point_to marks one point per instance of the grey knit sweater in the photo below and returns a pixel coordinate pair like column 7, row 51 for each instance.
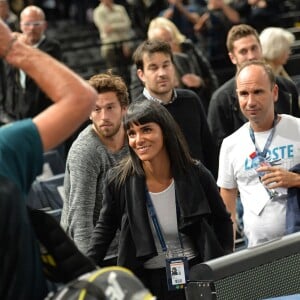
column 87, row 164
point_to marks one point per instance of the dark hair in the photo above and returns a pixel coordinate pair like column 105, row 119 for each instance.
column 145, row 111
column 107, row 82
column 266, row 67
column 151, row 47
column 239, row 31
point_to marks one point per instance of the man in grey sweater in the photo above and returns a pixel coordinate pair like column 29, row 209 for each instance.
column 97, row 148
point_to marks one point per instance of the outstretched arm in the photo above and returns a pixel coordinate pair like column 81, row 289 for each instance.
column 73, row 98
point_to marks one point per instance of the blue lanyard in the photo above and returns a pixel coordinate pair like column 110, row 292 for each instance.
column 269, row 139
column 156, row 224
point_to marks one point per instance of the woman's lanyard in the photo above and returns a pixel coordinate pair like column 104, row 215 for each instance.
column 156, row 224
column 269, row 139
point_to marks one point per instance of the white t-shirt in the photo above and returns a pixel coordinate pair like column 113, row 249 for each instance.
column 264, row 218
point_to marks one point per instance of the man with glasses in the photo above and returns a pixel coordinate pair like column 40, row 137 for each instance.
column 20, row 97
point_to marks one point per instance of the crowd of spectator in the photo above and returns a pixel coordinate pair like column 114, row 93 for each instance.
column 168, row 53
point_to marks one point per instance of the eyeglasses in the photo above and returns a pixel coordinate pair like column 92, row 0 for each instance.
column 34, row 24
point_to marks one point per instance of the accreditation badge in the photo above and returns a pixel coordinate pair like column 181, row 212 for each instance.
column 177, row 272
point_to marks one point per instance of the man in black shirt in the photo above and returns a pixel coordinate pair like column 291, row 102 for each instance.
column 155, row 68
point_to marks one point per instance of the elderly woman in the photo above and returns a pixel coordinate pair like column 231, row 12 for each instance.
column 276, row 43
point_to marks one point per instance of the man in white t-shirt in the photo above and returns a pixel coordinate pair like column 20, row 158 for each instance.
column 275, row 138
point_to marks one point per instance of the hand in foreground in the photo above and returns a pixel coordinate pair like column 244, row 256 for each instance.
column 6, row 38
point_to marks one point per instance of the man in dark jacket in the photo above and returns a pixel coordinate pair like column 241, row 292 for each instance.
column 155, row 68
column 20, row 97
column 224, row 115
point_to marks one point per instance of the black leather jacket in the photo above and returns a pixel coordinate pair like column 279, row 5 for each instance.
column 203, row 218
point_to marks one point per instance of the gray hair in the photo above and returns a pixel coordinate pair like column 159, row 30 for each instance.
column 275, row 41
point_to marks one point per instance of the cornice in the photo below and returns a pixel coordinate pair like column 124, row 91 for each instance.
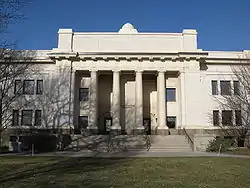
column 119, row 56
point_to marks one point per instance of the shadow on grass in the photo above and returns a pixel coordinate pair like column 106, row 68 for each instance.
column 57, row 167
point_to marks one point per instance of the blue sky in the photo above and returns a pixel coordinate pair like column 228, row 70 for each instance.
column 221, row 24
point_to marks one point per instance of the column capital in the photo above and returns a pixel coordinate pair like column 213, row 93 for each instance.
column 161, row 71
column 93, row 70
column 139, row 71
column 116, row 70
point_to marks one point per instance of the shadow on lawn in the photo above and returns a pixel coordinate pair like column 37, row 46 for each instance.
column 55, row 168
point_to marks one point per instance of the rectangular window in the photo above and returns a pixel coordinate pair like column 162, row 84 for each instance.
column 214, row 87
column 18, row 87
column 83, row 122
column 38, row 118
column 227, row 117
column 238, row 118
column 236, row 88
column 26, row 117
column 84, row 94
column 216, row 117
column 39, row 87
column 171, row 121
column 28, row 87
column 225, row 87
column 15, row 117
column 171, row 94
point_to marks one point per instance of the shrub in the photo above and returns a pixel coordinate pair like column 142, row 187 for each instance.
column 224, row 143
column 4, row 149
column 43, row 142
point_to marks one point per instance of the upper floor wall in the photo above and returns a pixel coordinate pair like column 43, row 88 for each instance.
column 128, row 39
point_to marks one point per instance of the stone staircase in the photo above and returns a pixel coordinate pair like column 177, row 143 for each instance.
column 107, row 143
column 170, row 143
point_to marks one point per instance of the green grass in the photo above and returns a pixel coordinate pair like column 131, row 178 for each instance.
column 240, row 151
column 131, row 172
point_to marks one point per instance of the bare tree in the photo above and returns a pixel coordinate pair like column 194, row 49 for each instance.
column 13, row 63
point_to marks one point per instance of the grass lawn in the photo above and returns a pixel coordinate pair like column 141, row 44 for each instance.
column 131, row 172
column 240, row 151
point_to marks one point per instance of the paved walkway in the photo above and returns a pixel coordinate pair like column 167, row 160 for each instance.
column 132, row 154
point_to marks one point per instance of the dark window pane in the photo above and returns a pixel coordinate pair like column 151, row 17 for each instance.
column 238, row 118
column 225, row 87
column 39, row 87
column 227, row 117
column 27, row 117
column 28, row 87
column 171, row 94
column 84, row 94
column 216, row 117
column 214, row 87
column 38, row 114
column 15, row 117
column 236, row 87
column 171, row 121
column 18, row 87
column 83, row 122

--

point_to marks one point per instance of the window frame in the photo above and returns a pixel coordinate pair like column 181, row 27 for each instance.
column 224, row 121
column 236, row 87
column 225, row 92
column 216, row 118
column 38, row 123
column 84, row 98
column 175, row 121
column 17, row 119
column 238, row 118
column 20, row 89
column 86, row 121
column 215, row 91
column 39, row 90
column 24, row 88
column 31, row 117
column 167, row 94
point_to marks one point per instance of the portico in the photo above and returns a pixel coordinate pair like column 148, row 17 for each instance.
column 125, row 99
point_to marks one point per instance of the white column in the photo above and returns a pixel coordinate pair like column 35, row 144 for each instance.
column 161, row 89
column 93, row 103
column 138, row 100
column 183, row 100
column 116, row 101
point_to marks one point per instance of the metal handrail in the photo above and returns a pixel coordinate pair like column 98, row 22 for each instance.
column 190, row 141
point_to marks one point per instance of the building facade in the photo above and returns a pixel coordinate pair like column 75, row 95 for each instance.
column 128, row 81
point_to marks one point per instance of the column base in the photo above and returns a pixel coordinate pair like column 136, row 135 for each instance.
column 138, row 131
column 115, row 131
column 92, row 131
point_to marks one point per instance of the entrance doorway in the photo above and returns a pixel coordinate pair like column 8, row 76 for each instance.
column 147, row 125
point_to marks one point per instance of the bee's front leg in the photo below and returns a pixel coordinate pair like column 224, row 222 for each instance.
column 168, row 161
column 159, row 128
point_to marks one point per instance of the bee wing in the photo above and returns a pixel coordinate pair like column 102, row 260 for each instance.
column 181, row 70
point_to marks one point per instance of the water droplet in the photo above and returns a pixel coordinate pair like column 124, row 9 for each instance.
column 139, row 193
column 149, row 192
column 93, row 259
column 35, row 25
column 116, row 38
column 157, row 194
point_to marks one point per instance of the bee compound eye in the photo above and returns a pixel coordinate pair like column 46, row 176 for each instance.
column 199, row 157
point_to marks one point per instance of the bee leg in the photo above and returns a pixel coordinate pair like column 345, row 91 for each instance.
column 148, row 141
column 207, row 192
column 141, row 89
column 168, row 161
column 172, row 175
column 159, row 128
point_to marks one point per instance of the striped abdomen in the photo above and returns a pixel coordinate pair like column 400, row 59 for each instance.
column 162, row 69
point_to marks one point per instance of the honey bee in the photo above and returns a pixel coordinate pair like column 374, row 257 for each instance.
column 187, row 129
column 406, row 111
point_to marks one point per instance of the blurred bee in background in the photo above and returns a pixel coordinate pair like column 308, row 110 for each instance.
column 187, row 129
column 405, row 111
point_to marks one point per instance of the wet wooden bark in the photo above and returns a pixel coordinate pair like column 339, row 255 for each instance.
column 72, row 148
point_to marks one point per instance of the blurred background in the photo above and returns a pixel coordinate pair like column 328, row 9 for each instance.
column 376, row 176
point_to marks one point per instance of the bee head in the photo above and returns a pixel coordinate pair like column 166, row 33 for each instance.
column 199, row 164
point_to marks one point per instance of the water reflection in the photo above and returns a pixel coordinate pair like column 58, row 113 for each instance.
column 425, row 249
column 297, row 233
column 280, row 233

...

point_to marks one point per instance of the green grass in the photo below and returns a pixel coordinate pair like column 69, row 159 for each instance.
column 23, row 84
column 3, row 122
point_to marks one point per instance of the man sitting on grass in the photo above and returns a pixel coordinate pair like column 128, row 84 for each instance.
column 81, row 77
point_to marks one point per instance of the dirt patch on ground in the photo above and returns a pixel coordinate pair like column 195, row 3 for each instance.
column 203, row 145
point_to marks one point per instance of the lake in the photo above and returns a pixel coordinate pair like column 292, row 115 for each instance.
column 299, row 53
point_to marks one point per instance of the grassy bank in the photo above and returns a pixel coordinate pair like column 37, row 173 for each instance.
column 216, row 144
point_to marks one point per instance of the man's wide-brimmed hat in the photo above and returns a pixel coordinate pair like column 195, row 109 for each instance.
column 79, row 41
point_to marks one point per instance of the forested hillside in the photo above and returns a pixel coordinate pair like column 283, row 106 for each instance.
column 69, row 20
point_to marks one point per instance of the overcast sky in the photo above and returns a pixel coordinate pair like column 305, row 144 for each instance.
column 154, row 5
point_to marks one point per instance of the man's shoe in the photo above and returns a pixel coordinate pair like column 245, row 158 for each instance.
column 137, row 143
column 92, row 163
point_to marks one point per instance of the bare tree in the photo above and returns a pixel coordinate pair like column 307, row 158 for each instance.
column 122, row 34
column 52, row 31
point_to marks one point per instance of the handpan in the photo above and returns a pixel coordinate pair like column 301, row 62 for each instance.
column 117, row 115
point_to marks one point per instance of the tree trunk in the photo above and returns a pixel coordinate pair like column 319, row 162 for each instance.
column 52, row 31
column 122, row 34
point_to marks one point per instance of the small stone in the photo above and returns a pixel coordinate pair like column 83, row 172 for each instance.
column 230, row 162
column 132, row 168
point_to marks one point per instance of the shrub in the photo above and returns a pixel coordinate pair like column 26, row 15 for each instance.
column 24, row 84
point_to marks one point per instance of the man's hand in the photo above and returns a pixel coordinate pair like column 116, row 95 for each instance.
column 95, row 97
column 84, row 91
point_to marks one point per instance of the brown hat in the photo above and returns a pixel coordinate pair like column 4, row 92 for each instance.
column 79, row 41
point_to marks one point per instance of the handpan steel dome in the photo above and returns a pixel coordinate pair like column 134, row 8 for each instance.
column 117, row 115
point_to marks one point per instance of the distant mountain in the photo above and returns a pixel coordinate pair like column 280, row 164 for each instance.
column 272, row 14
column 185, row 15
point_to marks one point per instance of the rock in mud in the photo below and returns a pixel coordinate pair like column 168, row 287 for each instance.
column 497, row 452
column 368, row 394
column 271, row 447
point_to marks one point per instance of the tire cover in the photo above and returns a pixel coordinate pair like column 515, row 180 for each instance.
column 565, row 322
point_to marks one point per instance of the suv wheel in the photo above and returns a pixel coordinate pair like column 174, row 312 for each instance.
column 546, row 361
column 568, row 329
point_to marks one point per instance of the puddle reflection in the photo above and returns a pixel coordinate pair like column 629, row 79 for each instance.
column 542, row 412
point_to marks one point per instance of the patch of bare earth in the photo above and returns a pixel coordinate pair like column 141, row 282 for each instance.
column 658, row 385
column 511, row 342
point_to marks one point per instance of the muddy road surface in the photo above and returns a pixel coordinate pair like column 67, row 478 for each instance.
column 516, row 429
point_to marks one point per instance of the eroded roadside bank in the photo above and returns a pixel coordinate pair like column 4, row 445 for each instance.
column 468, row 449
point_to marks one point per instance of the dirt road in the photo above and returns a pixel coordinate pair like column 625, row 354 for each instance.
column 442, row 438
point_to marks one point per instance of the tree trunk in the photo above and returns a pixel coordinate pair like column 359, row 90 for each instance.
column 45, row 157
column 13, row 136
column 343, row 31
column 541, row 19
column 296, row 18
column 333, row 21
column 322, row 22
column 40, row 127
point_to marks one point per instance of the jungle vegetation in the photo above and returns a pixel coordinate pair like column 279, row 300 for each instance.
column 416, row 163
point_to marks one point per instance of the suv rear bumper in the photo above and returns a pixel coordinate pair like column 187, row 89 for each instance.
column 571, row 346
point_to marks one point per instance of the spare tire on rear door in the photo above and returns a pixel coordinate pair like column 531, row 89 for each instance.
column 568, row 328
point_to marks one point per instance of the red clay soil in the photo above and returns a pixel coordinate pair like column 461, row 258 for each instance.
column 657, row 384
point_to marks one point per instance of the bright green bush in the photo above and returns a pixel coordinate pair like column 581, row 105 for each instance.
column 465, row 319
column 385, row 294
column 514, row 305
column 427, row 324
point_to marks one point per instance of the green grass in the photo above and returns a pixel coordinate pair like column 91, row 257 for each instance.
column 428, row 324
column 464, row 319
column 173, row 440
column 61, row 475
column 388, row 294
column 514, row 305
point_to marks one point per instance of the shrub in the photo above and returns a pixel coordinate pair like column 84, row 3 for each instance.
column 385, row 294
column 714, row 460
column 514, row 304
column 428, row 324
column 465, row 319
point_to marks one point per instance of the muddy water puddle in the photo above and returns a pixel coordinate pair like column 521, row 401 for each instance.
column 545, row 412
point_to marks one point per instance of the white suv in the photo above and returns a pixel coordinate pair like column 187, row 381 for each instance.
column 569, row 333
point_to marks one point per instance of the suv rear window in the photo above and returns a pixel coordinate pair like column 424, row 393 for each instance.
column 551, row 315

:: WHAT IS EXPECTED ::
Can you copy out, word for word, the lines of the listing above, starting with the line that contains "point_to marks one point per instance of the hand in" and continuing through the line that contains "column 224, row 115"?

:: ANSWER TO THE PROBLEM ::
point_to marks one point per instance of the hand in foreground in the photo above and returns a pixel coordinate pair like column 244, row 256 for each instance.
column 6, row 38
point_to marks one point per instance of the man in dark jacket in the photo above and returns a pixel coordinate pair like column 241, row 292 for each instance.
column 155, row 68
column 20, row 97
column 224, row 115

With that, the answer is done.